(Dataset entries)

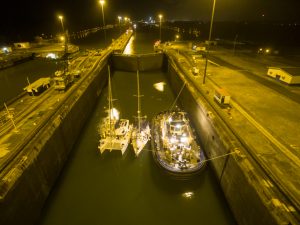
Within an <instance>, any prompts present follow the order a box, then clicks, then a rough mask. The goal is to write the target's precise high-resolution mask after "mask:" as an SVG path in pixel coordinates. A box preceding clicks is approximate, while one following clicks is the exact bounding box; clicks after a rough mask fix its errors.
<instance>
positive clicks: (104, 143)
mask: <svg viewBox="0 0 300 225" xmlns="http://www.w3.org/2000/svg"><path fill="white" fill-rule="evenodd" d="M131 132H132V125H131V124H130V123H129V120H128V119H120V118H119V111H118V110H117V109H116V108H114V107H113V98H112V91H111V78H110V68H109V66H108V115H107V117H105V118H104V119H103V120H102V121H101V122H100V125H99V134H100V140H99V146H98V149H99V151H100V153H101V154H102V153H104V152H105V151H106V150H108V151H110V152H111V151H113V150H120V151H121V153H122V155H123V154H124V153H125V151H126V149H127V147H128V144H129V141H130V137H131Z"/></svg>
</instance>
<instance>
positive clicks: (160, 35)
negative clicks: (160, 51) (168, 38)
mask: <svg viewBox="0 0 300 225" xmlns="http://www.w3.org/2000/svg"><path fill="white" fill-rule="evenodd" d="M158 17H159V40H161V19H162V15H161V14H159V15H158Z"/></svg>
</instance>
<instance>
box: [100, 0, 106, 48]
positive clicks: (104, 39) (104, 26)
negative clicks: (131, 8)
mask: <svg viewBox="0 0 300 225" xmlns="http://www.w3.org/2000/svg"><path fill="white" fill-rule="evenodd" d="M99 3H100V5H101V9H102V20H103V29H104V41H105V42H106V31H105V19H104V10H103V5H104V4H105V1H104V0H100V1H99Z"/></svg>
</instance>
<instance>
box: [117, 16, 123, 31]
mask: <svg viewBox="0 0 300 225" xmlns="http://www.w3.org/2000/svg"><path fill="white" fill-rule="evenodd" d="M121 19H122V17H121V16H118V20H119V28H120V34H121Z"/></svg>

#### Exercise goal:
Retype everything from the start of the items above down through the line containing "positive clicks: (104, 143)", leaving out the pictures.

#### Task output:
Within an <instance>, any prompts present follow the order a box, then clicks, then a rough mask. The goal is to write the target's precise high-resolution mask after "mask:" as an SVG path in pixel coordinates. A box preceding clicks is approximate, while one following clicks is the exact bounding box; clicks after a rough mask fix its errors.
<instance>
positive clicks: (104, 143)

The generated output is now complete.